(Entries from a pointing dataset)

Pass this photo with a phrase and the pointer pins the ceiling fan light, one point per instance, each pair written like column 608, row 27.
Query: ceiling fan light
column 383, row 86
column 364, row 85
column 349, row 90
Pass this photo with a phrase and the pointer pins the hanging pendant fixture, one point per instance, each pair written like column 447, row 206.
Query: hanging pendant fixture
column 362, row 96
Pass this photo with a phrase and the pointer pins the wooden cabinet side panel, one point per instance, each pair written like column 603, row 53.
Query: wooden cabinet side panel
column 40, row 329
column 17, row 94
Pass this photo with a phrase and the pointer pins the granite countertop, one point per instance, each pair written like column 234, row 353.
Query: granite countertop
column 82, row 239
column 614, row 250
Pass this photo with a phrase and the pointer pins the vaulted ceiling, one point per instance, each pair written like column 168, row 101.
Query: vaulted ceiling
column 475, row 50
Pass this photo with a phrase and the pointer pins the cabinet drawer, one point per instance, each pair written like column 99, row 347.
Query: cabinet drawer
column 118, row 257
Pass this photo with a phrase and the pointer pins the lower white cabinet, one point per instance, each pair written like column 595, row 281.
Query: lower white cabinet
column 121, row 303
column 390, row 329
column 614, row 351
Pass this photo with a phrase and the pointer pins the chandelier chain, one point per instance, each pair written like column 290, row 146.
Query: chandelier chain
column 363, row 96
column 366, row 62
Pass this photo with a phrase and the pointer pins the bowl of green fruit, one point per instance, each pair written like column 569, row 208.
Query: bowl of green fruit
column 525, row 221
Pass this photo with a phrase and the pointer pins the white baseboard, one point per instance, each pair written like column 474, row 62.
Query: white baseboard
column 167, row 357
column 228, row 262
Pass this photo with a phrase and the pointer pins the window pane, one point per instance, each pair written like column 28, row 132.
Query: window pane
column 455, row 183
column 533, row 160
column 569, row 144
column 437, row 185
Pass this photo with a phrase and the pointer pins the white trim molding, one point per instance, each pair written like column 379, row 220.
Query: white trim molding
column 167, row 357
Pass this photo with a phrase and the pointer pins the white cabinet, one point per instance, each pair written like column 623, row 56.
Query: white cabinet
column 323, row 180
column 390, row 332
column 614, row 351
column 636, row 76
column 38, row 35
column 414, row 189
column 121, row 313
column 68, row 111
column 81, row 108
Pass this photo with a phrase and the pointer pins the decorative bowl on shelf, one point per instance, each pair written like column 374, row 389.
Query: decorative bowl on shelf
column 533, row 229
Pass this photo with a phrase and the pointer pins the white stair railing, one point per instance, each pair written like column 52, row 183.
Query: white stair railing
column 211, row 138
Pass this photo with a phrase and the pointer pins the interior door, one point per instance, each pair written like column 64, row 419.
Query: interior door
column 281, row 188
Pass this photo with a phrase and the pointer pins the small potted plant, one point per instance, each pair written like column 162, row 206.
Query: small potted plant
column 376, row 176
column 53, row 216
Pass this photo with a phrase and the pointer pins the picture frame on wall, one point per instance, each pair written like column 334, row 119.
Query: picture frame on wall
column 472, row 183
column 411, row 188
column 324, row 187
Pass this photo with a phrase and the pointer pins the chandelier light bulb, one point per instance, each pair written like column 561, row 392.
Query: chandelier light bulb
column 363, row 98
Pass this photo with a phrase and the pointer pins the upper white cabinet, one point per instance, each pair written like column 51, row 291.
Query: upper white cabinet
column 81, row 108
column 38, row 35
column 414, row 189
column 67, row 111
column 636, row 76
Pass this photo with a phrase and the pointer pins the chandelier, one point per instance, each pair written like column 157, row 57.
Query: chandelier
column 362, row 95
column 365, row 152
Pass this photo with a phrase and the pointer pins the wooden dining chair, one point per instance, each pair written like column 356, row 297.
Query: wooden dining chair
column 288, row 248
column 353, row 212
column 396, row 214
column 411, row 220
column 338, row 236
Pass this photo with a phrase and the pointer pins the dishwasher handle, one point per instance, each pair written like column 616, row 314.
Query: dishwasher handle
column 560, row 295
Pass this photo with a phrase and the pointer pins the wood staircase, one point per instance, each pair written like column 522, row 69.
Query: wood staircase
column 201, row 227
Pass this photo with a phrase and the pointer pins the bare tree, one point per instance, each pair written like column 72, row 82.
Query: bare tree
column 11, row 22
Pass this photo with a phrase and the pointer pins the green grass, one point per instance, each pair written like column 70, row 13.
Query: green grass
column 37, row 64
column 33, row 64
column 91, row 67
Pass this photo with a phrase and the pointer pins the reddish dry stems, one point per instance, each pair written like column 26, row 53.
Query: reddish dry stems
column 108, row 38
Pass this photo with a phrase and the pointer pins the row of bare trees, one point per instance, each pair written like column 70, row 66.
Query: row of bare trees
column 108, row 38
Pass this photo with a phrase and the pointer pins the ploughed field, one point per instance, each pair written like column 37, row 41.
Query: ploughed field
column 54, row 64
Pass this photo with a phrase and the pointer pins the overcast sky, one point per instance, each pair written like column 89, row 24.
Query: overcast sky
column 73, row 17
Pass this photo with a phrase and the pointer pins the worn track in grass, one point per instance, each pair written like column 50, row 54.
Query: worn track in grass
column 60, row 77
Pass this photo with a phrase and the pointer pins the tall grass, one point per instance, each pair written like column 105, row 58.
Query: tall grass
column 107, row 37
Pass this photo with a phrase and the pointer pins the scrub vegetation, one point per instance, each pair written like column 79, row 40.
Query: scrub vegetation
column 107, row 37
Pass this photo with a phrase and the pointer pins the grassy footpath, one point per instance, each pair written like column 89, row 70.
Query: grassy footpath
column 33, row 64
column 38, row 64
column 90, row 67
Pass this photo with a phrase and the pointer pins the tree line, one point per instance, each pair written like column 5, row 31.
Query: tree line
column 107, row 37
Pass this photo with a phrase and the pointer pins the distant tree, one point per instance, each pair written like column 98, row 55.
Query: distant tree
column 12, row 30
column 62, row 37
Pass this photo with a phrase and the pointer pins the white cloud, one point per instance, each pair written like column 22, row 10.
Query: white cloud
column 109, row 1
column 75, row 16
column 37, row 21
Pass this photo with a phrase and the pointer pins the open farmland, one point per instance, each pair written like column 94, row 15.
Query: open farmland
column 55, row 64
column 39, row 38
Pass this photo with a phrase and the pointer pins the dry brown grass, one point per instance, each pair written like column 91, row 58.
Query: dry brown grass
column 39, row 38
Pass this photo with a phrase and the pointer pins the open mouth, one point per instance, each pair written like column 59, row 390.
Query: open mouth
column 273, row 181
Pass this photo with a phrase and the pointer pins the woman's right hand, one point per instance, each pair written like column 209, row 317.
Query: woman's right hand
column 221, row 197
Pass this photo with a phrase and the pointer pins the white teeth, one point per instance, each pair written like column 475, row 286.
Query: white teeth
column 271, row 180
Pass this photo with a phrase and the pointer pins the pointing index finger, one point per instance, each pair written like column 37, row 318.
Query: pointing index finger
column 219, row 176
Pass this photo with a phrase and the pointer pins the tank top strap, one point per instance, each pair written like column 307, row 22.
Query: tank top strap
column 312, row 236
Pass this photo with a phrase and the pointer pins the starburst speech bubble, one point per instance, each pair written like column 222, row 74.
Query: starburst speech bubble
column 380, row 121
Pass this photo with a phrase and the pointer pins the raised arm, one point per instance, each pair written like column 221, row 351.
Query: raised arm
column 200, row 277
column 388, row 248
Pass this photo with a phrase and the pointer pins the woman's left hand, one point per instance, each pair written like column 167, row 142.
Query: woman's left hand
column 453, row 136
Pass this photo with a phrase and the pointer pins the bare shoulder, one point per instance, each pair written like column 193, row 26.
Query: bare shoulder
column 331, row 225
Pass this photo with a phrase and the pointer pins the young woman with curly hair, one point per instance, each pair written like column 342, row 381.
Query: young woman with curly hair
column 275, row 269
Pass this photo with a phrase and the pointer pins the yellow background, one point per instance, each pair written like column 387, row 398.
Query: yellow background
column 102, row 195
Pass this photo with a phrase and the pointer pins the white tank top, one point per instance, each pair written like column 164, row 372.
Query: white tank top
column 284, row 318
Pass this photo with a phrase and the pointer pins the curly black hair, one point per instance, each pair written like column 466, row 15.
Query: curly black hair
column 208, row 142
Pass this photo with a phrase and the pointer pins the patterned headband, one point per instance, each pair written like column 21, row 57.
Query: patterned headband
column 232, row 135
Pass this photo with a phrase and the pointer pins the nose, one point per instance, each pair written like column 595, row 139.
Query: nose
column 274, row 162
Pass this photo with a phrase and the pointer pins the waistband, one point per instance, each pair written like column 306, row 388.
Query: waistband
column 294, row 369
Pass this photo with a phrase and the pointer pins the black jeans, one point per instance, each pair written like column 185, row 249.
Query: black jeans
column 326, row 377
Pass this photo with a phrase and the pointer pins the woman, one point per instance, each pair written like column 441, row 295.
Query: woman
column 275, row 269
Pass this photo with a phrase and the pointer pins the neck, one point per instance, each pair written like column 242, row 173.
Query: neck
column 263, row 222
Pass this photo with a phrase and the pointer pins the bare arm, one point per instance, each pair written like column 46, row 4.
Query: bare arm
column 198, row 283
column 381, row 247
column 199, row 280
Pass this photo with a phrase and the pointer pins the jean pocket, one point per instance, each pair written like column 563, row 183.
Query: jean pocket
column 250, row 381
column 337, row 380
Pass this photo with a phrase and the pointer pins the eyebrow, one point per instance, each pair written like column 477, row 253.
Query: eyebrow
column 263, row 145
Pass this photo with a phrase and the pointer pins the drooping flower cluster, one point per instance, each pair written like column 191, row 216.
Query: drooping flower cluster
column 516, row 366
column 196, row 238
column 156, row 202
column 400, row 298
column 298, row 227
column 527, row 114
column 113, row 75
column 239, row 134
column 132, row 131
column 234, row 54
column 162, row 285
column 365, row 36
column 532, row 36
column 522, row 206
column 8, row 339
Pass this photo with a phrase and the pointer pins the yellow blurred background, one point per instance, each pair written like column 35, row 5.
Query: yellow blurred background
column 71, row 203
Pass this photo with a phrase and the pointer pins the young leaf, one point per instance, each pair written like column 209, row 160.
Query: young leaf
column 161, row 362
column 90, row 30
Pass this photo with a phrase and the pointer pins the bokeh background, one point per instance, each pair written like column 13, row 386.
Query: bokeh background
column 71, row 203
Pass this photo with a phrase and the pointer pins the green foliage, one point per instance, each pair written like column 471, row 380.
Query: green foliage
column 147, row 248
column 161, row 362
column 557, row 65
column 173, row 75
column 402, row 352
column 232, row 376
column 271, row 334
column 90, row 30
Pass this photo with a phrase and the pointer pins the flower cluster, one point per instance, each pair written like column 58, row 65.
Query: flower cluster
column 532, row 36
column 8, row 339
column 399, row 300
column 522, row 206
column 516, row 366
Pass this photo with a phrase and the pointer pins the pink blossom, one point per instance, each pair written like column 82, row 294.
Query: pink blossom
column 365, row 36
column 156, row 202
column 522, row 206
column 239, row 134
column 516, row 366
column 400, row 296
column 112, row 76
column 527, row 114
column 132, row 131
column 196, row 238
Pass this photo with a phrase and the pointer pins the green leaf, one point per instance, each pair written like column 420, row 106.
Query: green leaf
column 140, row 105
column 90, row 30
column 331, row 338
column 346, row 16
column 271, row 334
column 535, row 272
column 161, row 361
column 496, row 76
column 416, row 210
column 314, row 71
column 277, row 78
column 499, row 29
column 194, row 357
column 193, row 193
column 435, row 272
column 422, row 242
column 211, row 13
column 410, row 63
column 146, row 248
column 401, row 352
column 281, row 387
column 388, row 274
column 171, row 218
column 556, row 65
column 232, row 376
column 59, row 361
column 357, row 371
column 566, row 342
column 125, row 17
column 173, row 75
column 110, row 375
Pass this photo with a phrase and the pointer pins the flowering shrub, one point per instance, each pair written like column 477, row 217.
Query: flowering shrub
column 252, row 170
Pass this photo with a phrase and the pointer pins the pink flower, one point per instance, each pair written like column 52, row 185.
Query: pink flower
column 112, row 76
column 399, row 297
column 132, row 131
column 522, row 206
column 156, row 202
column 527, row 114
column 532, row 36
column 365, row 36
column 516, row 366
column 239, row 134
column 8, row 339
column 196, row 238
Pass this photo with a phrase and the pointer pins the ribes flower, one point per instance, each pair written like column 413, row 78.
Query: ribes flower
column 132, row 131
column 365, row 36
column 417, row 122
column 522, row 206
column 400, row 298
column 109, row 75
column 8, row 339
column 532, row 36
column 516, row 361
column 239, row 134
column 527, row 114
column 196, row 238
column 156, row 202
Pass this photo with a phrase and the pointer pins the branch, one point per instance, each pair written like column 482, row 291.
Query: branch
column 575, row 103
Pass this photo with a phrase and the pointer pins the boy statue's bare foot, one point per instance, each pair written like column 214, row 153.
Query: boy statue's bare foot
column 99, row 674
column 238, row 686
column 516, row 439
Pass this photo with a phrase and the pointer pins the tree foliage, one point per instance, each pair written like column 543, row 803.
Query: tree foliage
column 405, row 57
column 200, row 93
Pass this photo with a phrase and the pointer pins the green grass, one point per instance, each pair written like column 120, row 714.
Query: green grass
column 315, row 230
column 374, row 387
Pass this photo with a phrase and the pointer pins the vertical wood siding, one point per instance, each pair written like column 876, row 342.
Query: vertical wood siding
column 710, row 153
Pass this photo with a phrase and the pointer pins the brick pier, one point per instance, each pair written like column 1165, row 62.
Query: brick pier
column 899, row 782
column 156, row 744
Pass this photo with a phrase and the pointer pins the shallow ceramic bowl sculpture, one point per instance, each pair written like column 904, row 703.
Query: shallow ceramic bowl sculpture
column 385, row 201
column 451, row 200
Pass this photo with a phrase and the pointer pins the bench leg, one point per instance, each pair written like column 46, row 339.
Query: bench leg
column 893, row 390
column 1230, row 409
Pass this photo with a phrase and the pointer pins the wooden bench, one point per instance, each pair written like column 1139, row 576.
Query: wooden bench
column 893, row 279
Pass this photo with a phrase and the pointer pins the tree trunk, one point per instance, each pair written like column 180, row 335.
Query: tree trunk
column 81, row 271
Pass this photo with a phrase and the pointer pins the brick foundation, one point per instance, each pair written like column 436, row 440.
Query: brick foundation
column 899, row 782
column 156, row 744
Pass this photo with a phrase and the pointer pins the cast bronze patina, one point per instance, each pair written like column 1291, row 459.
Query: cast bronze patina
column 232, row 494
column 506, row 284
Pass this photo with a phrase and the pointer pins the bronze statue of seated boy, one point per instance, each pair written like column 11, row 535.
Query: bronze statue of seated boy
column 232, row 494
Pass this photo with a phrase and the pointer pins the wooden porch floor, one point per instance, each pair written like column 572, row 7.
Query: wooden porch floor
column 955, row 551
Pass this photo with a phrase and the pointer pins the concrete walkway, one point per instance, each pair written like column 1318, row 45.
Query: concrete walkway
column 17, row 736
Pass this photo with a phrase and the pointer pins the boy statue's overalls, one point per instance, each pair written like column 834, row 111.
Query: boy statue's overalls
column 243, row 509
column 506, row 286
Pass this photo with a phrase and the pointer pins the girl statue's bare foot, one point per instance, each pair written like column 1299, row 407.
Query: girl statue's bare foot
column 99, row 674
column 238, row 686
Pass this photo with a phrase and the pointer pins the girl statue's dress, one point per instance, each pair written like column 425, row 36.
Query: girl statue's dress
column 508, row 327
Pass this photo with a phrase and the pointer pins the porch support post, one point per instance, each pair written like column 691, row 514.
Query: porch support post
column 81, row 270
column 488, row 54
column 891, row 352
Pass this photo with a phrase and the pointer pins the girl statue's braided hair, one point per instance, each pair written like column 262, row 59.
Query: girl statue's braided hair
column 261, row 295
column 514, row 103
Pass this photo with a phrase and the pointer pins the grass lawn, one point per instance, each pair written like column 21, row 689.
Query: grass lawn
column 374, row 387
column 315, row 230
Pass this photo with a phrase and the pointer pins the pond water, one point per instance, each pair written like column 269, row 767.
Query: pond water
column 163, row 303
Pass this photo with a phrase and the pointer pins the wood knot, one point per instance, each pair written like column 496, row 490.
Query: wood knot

Written instruction - Rewrite the listing from its first line through the line containing "column 349, row 90", replacing "ceiling fan light" with "overhead light" and leaving every other part of those lines unchanged.

Result of the task -
Pass this photo with a phrase and the pointer pins the overhead light, one point per instance, each pair written like column 608, row 27.
Query: overhead light
column 383, row 86
column 364, row 85
column 349, row 90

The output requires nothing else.